- [RECORDS FOR THE TASK]:
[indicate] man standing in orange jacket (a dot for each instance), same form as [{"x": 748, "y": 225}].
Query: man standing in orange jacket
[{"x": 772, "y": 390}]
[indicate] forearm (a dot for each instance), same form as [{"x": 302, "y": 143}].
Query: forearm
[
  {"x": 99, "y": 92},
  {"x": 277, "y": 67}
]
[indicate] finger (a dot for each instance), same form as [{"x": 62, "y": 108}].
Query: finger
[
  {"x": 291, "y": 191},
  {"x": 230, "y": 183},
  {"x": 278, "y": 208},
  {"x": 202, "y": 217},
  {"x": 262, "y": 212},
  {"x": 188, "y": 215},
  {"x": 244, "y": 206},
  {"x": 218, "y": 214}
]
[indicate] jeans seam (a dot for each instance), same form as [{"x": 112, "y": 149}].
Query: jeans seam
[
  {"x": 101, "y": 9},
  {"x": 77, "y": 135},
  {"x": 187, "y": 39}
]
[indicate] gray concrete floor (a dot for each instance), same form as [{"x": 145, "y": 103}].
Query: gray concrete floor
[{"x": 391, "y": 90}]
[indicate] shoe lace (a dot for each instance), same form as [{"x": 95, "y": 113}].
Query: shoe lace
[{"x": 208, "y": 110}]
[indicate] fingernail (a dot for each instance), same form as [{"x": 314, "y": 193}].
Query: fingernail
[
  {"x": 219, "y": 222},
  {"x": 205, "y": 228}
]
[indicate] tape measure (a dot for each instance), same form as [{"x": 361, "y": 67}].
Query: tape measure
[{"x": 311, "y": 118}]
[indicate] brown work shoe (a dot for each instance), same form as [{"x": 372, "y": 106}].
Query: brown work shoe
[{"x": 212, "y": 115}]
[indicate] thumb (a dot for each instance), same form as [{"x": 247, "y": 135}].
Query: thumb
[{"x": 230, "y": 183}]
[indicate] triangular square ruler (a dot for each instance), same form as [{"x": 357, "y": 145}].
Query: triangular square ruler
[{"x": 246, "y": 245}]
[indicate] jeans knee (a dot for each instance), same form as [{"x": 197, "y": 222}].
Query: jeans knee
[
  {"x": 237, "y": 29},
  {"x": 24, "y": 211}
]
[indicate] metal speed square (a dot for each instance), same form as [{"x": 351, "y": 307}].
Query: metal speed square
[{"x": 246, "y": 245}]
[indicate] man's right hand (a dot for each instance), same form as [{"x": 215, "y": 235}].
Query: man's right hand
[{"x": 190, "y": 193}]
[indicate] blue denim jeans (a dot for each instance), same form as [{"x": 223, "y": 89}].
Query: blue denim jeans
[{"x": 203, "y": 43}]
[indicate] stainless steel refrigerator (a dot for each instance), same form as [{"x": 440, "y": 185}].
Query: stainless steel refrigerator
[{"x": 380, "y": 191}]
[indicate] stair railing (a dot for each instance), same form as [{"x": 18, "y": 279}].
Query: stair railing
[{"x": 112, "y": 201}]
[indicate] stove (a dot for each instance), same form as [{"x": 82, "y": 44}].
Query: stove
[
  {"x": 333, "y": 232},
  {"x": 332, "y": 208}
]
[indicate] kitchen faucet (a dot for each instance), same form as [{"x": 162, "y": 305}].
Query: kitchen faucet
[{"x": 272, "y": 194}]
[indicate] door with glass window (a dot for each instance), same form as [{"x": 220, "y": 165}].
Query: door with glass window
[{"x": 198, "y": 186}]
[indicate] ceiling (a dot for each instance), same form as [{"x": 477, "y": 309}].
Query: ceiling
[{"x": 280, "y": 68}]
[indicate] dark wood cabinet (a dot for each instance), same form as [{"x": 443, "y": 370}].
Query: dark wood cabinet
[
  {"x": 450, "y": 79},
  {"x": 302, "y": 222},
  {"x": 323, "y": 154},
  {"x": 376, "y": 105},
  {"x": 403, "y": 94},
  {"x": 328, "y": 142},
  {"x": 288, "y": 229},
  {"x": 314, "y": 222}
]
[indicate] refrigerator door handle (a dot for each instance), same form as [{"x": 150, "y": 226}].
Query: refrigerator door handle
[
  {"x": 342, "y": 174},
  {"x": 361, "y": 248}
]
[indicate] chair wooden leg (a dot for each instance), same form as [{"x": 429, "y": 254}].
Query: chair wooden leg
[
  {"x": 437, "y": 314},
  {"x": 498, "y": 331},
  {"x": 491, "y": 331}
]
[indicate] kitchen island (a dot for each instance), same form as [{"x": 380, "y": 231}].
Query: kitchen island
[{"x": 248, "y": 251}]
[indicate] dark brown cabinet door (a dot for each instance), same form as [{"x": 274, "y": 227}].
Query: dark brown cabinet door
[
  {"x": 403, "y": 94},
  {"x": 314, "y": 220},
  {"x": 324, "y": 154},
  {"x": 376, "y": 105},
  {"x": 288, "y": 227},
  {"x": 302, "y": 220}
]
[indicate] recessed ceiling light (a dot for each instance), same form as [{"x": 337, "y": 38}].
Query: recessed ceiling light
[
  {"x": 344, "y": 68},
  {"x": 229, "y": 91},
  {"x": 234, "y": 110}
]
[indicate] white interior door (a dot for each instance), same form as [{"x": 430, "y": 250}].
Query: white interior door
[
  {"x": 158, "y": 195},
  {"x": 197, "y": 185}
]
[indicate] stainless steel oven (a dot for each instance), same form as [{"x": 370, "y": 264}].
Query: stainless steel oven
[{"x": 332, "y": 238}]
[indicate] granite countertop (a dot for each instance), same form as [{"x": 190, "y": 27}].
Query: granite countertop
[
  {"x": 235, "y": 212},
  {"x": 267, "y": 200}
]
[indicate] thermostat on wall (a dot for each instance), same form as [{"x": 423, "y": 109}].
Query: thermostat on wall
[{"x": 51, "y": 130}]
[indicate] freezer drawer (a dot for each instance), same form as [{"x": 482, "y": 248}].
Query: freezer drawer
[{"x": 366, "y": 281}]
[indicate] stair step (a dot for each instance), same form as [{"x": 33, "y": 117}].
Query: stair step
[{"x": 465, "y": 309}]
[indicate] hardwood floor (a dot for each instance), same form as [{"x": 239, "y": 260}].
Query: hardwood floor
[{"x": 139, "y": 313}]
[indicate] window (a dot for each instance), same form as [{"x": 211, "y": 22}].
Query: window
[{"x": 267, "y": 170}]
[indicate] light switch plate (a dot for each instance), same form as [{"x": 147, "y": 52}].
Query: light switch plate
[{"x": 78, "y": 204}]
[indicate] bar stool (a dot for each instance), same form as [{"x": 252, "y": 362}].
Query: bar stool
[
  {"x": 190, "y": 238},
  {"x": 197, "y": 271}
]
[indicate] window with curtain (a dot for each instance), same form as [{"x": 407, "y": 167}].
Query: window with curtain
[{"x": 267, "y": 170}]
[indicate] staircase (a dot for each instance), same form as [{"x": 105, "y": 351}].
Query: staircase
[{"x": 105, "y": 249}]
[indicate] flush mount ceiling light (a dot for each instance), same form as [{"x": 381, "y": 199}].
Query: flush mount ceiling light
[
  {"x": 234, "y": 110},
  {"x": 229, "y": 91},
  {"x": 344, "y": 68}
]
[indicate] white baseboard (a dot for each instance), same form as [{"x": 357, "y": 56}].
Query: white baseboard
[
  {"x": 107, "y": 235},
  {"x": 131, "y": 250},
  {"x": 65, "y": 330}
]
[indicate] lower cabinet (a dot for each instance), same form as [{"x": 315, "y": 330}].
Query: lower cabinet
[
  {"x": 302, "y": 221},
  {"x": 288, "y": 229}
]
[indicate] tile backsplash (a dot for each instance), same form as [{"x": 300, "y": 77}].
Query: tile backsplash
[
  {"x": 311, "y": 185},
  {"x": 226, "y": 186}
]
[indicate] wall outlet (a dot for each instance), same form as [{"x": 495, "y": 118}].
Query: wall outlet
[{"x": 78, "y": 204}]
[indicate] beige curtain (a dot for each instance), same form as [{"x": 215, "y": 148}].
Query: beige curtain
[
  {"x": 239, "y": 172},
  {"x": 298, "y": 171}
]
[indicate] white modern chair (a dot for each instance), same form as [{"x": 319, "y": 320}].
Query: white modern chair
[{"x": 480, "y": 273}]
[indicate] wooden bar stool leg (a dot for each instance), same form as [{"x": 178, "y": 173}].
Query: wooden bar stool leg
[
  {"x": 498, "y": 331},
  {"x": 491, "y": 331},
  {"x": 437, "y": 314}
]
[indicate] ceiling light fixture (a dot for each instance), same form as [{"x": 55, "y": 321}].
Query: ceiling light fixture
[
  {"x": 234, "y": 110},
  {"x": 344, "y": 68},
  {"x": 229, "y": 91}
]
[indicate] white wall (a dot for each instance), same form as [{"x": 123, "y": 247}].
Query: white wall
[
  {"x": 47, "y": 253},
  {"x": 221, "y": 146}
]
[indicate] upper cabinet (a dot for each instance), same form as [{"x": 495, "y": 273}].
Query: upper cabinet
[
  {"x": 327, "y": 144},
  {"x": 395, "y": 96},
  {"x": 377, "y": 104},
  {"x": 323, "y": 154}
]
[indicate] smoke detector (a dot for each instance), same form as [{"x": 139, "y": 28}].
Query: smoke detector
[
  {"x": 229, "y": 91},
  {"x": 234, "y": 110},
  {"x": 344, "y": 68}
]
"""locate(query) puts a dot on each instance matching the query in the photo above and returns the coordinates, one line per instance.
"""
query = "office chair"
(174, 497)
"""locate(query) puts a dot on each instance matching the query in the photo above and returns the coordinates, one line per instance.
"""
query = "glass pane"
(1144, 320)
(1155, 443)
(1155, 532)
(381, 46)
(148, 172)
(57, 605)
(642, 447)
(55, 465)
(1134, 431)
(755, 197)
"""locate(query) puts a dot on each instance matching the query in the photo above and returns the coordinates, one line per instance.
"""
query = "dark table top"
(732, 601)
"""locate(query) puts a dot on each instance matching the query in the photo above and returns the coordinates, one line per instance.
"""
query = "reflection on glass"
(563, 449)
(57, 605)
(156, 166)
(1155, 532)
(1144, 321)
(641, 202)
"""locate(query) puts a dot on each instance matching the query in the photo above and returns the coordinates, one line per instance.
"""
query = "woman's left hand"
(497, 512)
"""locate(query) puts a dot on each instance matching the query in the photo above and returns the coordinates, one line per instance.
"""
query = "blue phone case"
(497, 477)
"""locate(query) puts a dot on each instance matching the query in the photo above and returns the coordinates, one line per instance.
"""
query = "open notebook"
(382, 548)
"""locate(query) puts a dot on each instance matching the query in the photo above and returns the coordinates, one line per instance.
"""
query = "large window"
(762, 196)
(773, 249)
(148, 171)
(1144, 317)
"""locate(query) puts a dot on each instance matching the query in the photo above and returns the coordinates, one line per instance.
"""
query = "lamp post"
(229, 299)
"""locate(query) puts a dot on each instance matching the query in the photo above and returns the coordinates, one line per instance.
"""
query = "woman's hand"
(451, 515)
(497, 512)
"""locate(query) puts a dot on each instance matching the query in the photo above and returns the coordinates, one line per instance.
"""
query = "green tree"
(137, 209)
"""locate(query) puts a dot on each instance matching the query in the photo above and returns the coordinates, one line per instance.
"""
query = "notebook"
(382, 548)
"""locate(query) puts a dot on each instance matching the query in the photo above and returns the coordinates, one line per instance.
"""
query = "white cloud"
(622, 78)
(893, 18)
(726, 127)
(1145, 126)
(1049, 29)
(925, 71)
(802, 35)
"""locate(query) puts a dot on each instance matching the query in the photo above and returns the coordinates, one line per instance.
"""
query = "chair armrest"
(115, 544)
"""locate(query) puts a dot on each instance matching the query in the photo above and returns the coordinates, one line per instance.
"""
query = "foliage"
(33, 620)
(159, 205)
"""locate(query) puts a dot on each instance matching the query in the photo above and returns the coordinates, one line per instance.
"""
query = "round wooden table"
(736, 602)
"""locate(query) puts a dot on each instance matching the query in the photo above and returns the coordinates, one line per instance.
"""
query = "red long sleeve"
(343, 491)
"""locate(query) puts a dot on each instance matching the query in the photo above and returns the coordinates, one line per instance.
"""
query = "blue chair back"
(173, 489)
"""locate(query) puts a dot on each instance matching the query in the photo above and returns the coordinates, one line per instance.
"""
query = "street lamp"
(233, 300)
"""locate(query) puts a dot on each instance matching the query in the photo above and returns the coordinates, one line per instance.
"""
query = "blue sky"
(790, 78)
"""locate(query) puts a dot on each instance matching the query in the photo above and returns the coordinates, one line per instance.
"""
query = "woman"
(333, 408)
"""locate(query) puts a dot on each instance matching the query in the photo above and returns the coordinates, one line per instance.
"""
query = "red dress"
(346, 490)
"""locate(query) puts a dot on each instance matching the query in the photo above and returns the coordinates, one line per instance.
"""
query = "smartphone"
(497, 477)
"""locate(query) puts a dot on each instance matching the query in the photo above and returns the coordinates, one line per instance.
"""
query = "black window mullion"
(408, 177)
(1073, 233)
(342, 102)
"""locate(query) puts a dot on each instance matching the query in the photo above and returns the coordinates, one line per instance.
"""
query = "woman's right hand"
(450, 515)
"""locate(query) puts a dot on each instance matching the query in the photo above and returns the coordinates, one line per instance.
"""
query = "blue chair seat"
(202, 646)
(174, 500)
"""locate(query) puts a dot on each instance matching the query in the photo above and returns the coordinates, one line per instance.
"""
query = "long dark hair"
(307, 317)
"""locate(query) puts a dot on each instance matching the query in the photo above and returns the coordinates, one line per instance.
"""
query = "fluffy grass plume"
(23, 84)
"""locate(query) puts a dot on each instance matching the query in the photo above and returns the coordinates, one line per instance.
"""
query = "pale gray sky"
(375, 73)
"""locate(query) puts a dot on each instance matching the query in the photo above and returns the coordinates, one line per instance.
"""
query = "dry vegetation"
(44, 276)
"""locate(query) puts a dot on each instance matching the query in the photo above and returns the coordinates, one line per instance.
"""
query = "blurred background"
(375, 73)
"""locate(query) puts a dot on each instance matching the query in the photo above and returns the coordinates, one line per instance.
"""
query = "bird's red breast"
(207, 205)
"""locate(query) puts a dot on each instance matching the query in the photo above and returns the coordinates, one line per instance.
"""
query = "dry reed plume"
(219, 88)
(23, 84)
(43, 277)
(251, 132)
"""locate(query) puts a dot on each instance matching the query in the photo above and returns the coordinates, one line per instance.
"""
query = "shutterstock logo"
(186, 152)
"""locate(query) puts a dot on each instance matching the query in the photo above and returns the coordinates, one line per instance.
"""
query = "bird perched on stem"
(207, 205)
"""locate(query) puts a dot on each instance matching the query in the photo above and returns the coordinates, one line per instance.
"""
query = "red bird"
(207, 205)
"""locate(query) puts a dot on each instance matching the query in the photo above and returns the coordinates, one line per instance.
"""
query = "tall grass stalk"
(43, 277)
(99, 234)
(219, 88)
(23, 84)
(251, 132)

- [WRITTEN INSTRUCTION]: Count the lines in the material above that contain the string "flush" and state only that number.

- [TASK ANSWER]: 2